Mini isn’t so mini sometimes

Over the course of our careers as event planners we have come across several clients that want to throw a “big” party on a limited budget. To be realistic sometimes it just isn’t possible but there are times when you can give your guests the impression of  big quantities even on a limited budget.  Design a food buffet that creates a visual feast for your guests and gives them the subliminal idea of abundance. How can you do that, you ask? Here are some simple tips:

  • Use mini loaf pans and mini muffin tins, for your baked goods. A lot of bite sized items looks appealing.
  • Use lots of small colorful bowls. Fill them with dips, chips, veggies,  and candies. The more the better your buffet will look.
  • Use salad plates for slices of meats and cheeses or bite sized appetizers.
  • Make a punch and serve it in small pitchers with juice glasses.
  • Finish the look off with lots of small jars or glasses filled with candles  and flowers to complete the “mini” theme.

Guests will see a full table which will translate visually to a feast in their minds. When everything being offered to the guests is small in size guests will think it is your theme.  People won’t be wondering if you were trying to make things stretch on a tight budget. The thing to remember is that any scenario, any obstacle you see to being able to throw a party can be addressed with a little creativity.


Selecting a great caterer is like finding a needle in a haystack…or is it?

“Sharing food with another human being is an intimate act that should not be indulged in lightly.” —-M. F. K. Fisher

Well, here at PEC we completely agree with the above quote. Food is one of the most important elements in hosting an event. There are ways to cut corners, find deals and control the bottom line but the food is not where those cuts should be made.

The menu you provide at an event can literally make or break its success. People won’t remember a lot of details about an event years later but they will remember whether or not they loved or hated the food. Unfortunately, food is the one arena that there seems to be no middle ground for people. That is why it is so important to find a great caterer and even more important to find the perfect caterer for your specific event.  Yes, we do recommend that you use more than one caterer. They all have a specialty and it is important to find the caterer that fits the event.

Here are our tips for finding a great caterer:

Reputation: It is necessary to research the reputation of the caterer you are considering. Ask them for a list of references that you can check and make sure the reference they give had an event similar to yours. Ask to see copies of their licensing. You want to know if they are licensed to do fried foods, open fire foods, etc.  Better yet ask the local health department about their history.

•••••

* **THINGS TO DO**
1: Please transcribe the event-planning passage, everything from "Well, here at" down to "fits the event.".
2: Why does the event-planning passage recommend using more than one caterer? Explain in one to three sentences.

* **SUPPLIED INFORMATION**
•••••

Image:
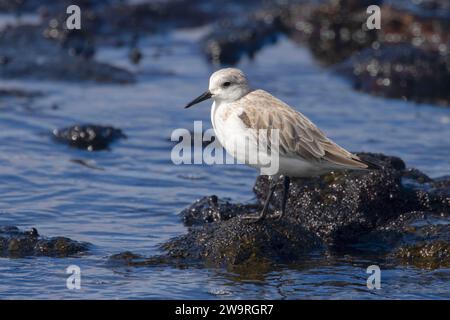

•••••

* **THE RESPONSES**
1:
Well, here at PEC we completely agree with the above quote. Food is one of the most important elements in hosting an event. There are ways to cut corners, find deals and control the bottom line but the food is not where those cuts should be made.

The menu you provide at an event can literally make or break its success. People won’t remember a lot of details about an event years later but they will remember whether or not they loved or hated the food. Unfortunately, food is the one arena that there seems to be no middle ground for people. That is why it is so important to find a great caterer and even more important to find the perfect caterer for your specific event.  Yes, we do recommend that you use more than one caterer. They all have a specialty and it is important to find the caterer that fits the event.

2: Caterers each have a specialty, so it is important to find the one that fits the specific event.